> _About this exercise_
Each record in the material below must be written out again exactly.

(Beginning of Information provided)

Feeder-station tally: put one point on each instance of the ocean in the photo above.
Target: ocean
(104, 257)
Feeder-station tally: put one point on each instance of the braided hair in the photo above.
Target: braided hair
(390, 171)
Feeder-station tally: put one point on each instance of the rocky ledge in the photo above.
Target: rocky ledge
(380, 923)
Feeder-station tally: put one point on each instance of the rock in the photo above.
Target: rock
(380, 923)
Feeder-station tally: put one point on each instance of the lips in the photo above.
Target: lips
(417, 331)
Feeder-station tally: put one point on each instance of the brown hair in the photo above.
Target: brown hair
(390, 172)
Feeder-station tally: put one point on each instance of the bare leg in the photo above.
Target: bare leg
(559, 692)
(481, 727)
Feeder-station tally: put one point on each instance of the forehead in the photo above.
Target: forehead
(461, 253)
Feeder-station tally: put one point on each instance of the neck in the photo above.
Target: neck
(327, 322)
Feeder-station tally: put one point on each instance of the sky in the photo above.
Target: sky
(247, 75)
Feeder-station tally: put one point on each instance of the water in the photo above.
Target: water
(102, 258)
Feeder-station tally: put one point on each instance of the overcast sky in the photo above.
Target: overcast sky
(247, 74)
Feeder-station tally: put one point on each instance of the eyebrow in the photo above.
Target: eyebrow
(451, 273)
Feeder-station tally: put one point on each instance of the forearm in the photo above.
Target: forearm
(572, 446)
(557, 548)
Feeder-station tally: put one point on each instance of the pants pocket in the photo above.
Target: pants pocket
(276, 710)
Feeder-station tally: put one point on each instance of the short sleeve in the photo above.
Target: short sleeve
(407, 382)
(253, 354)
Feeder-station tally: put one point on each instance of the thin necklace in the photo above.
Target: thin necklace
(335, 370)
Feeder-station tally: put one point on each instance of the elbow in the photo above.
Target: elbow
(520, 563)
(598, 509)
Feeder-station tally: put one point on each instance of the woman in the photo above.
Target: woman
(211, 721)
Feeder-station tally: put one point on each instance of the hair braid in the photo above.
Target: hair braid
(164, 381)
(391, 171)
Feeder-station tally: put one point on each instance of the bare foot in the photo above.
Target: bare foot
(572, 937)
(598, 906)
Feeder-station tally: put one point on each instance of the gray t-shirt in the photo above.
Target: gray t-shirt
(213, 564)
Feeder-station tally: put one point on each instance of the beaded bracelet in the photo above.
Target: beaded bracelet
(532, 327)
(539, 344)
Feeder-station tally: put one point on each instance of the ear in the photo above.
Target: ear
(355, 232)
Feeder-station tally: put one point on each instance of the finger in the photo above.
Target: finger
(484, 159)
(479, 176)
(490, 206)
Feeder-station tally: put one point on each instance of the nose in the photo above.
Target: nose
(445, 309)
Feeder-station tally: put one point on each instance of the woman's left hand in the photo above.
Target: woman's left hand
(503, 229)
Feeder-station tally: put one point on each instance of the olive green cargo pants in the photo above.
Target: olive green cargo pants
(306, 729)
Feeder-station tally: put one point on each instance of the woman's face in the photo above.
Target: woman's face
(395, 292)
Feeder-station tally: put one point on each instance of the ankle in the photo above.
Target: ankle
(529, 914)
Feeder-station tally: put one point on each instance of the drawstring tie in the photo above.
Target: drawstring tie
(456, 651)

(End of Information provided)

> _Written answer_
Feeder-station tally: put one point on each instance of the ocean in the photo above.
Target: ocean
(104, 257)
Feeder-station tally: put one point on each instance of the braided hair in the photo above.
Target: braided hair
(390, 171)
Feeder-station tally: put one point on each instance of the rocky ledge in the photo above.
Target: rocky ledge
(380, 923)
Feeder-station tally: put one point on each instance of the rock in the photo above.
Target: rock
(380, 923)
Feeder-station tally: put one point on each instance of the lips in the photo above.
Target: lips
(417, 331)
Feeder-station tally: put one point on each instance of the brown hair in the photo above.
Target: brown hair
(390, 172)
Feeder-station tally: put one point on each instance of the bare leg in the photo above.
Target: bare leg
(559, 692)
(481, 727)
Feeder-station tally: put one point on each instance of the forehead in the photo above.
Target: forehead
(461, 253)
Feeder-station tally: put one point on each instance of the neck in the photo above.
Target: neck
(327, 322)
Feeder-station tally: put one point on each instance of the sky in the photo above.
Target: sky
(247, 75)
Feeder-station tally: put one point on each instance of the water in the photo above.
Target: water
(102, 258)
Feeder-station tally: put one point on each instance of the overcast sky in the photo above.
Target: overcast sky
(247, 74)
Feeder-station tally: put one point on each instance of the eyebrow in the photo above.
Target: eyebrow
(451, 273)
Feeder-station tally: put one point on each instance of the forearm in the photo above.
Target: forearm
(572, 446)
(557, 548)
Feeder-station tally: put one point on each instance of the pants pocket in the photo above.
Target: pants pocket
(276, 710)
Feeder-station tally: put one point on each instance of the short sleeve in the photo above.
Target: short sleeve
(407, 382)
(253, 354)
Feeder-station tally: put one point on each instance of the thin necklace in the photo above.
Target: thin necklace
(335, 370)
Feeder-station tally: put one point on each instance of the elbow in the photo above.
Target: elbow
(520, 563)
(598, 509)
Feeder-station tally: put one point on each instance of the woman in the photo above.
Target: woman
(211, 721)
Feeder-station tally: put one point on each instance of the hair braid in the photo above.
Target: hair braid
(164, 381)
(391, 171)
Feeder-station tally: put one point on each instance of the bare foot in the photo above.
Target: bare foot
(572, 937)
(598, 906)
Feeder-station tally: put one point on each instance of the gray t-shirt in the photo above.
Target: gray t-shirt
(213, 564)
Feeder-station tally: put one point on each instance of the beaded bracelet in the photo above.
Target: beaded bracelet
(532, 327)
(539, 344)
Feeder-station tally: put one point on each instance of the ear in the photo above.
Target: ear
(355, 232)
Feeder-station tally: put one point on each instance of the finger in the photo above.
Target: finger
(484, 159)
(479, 176)
(490, 206)
Feeder-station tally: put one point on each instance of the nose in the photo above.
Target: nose
(445, 309)
Feeder-station tally: put one point on each instance of the woman's left hand in the photo above.
Target: woman's left hand
(503, 229)
Feeder-station tally: put one point on each instance of the olive green cargo pants in the photo above.
Target: olive green cargo pants
(306, 729)
Feeder-station tally: put one point on each instance of the woman's face in the photo above.
Target: woman's face
(395, 292)
Feeder-station tally: put one point on each instance of the ankle in the photo above.
Target: ankle
(529, 914)
Feeder-station tally: put one point on each instance of the drawstring tie in the photo above.
Target: drawstring tie
(456, 651)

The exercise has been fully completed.